## Document text
========================================================================

Wav2vec2-Large-English
Fine-tuned facebook/wav2vec2-large on English using the Common Voice. When using this model, make sure that your speech input is sampled at 16kHz.
Usage
The model can be used directly (without a language model) as follows...
Using the ASRecognition library:
from asrecognition import ASREngine
asr = ASREngine("fr", model_path="jonatasgrosman/wav2vec2-large-english")
audio_paths = ["/path/to/file.mp3", "/path/to/another_file.wav"]
transcriptions = asr.transcribe(audio_paths)
Writing your own inference script:
import torch
import librosa
from datasets import load_dataset
from transformers import Wav2Vec2ForCTC, Wav2Vec2Processor
LANG_ID = "en"
MODEL_ID = "jonatasgrosman/wav2vec2-large-english"
SAMPLES = 10
test_dataset = load_dataset("common_voice", LANG_ID, split=f"test[:{SAMPLES}]")
processor = Wav2Vec2Processor.from_pretrained(MODEL_ID)
model = Wav2Vec2ForCTC.from_pretrained(MODEL_ID)
# Preprocessing the datasets.
# We need to read the audio files as arrays
def speech_file_to_array_fn(batch):
speech_array, sampling_rate = librosa.load(batch["path"], sr=16_000)
batch["speech"] = speech_array
batch["sentence"] = batch["sentence"].upper()
return batch
test_dataset = test_dataset.map(speech_file_to_array_fn)
inputs = processor(test_dataset["speech"], sampling_rate=16_000, return_tensors="pt", padding=True)
with torch.no_grad():
logits = model(inputs.input_values, attention_mask=inputs.attention_mask).logits
predicted_ids = torch.argmax(logits, dim=-1)
predicted_sentences = processor.batch_decode(predicted_ids)
for i, predicted_sentence in enumerate(predicted_sentences):
print("-" * 100)
print("Reference:", test_dataset[i]["sentence"])
print("Prediction:", predicted_sentence)

========================================================================

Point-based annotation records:

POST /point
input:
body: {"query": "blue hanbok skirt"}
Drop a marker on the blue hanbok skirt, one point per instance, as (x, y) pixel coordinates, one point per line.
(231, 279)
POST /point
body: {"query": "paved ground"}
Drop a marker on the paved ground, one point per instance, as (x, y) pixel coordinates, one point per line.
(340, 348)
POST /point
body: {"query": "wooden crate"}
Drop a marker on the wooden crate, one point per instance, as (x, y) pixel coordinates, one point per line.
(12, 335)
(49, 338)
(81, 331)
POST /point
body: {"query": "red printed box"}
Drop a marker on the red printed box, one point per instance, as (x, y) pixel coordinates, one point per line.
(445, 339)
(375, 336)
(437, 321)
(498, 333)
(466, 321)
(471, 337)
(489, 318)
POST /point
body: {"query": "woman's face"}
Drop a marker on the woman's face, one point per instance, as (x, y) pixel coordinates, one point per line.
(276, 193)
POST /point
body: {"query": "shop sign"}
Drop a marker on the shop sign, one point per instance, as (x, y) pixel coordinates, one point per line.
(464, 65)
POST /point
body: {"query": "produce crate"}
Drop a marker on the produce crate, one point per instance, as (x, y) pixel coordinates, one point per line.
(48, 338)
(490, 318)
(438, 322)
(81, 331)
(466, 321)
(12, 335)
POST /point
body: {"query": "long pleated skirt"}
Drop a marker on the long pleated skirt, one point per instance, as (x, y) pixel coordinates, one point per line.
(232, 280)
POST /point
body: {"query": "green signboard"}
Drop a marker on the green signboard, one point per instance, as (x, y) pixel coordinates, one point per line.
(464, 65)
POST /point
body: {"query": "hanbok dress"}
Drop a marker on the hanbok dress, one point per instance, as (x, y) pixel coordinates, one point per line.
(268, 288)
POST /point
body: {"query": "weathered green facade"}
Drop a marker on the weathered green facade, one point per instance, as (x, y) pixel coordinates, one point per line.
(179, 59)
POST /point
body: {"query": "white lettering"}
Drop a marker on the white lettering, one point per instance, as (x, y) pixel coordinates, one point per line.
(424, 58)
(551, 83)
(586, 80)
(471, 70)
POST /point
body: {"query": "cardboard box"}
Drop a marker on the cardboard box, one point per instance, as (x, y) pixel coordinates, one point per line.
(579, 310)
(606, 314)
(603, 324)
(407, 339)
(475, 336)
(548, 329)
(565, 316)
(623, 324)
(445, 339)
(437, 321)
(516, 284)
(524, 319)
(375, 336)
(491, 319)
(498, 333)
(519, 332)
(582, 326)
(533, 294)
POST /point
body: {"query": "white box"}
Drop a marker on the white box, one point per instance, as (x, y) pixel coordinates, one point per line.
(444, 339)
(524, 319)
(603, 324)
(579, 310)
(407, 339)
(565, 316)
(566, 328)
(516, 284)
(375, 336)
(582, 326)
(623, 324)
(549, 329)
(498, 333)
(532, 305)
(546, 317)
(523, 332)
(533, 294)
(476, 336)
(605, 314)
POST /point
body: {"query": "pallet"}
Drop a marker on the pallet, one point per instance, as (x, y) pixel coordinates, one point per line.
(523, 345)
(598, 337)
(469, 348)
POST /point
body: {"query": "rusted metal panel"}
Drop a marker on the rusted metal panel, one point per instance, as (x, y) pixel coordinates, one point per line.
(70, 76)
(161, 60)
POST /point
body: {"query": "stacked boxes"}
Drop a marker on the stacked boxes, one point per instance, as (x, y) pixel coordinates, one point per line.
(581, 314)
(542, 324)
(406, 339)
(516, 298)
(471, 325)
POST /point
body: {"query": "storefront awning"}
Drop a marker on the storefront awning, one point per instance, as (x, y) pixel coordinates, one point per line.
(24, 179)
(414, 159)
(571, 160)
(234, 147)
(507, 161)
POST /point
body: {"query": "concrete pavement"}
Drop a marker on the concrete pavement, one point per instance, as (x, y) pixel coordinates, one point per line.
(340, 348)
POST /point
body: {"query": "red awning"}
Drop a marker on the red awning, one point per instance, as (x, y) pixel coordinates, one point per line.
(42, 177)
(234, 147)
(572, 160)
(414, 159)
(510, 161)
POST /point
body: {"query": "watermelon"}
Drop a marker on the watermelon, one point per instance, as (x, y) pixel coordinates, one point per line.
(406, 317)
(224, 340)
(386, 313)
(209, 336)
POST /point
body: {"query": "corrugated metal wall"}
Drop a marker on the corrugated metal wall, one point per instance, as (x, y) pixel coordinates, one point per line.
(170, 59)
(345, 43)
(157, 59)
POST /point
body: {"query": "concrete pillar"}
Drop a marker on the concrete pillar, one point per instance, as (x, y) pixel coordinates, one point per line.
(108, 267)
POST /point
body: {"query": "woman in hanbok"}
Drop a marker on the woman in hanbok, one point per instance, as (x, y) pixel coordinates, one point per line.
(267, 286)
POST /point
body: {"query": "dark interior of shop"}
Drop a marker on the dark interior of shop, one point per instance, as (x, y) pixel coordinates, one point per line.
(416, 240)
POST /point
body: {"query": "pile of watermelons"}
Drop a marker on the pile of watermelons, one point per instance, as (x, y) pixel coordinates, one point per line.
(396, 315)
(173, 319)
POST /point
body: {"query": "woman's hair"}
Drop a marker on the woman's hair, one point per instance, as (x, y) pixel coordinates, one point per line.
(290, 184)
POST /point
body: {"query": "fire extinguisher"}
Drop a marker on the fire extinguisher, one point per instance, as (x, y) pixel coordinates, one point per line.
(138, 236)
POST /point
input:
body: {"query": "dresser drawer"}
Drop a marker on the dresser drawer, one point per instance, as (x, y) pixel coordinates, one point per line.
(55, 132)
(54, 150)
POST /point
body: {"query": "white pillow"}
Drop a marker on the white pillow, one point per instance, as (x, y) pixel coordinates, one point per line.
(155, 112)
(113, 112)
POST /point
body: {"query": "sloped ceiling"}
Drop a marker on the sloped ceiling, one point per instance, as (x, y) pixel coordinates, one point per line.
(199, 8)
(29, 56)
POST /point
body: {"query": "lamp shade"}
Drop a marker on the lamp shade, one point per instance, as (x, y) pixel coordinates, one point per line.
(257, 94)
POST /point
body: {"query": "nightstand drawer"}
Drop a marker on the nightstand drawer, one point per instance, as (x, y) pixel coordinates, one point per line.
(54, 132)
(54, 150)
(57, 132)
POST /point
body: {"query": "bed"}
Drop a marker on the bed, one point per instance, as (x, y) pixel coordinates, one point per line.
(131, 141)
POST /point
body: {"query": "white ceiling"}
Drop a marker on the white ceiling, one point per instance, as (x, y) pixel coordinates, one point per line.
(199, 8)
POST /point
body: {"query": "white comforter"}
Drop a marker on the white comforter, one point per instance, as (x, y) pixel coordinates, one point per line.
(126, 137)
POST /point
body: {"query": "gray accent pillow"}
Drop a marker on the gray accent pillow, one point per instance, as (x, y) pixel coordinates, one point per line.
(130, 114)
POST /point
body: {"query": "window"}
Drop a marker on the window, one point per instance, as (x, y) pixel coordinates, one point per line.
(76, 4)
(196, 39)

========================================================================

## Written tasks
1. According to the model card, at what rate should speech input be sampled when using this model?
2. Rewrite the stretch of the model card from "processor = Wav2Vec2Processor.from_pretrained(MODEL_ID)" through "test_dataset = test_dataset.map(speech_file_to_array_fn)", swapping "speech_array" for "audio_array" wherever it occurs.
Rely only on the model card text for what comes next.

## Worked answers
1. 16kHz.

2.
processor = Wav2Vec2Processor.from_pretrained(MODEL_ID)
model = Wav2Vec2ForCTC.from_pretrained(MODEL_ID)
# Preprocessing the datasets.
# We need to read the audio files as arrays
def speech_file_to_array_fn(batch):
audio_array, sampling_rate = librosa.load(batch["path"], sr=16_000)
batch["speech"] = audio_array
batch["sentence"] = batch["sentence"].upper()
return batch
test_dataset = test_dataset.map(speech_file_to_array_fn)